OBJECTIVE — Please retype, word for word and nothing else, the lines below from the one containing "Mark one point per instance of the blurred" through the one containing "x=466, y=88", both of those included.

RECORDS —
□ □ □ □ □ □ □

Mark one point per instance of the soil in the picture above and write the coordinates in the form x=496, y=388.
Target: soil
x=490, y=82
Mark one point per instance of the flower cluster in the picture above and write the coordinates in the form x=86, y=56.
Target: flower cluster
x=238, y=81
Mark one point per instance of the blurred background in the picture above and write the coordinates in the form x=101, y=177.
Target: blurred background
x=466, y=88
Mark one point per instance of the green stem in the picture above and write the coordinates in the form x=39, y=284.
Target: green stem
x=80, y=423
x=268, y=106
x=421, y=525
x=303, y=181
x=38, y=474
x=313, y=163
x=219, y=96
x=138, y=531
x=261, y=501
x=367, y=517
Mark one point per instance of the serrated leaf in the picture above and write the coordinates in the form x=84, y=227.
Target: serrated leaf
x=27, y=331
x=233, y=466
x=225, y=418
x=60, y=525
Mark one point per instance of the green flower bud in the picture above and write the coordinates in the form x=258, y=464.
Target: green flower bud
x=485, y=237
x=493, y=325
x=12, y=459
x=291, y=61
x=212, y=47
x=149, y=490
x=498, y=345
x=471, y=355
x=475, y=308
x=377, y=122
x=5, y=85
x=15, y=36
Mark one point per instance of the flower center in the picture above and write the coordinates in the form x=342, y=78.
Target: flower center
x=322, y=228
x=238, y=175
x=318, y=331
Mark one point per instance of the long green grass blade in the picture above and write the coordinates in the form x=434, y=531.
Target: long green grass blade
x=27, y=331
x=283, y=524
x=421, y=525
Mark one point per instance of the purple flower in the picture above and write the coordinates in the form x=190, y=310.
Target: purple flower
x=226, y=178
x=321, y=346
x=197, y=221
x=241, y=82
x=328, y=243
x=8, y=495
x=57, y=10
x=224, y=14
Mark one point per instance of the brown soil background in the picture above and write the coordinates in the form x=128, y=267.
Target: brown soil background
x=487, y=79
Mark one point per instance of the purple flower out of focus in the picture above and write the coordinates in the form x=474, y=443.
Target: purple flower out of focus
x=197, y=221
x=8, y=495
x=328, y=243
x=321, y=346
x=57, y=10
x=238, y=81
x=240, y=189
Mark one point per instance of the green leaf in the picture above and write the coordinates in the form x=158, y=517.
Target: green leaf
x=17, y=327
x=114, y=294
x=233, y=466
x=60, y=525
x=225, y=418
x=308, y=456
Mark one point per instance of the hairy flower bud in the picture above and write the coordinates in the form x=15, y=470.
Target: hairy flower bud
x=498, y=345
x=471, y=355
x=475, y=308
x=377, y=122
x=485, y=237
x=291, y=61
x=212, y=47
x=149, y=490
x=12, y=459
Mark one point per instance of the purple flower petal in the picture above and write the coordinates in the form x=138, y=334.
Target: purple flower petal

□ □ □ □ □ □ □

COMPLETED TASK —
Mark one point per instance of the blurred background in the picture above and write the coordinates in the form x=101, y=177.
Target: blurred background
x=466, y=88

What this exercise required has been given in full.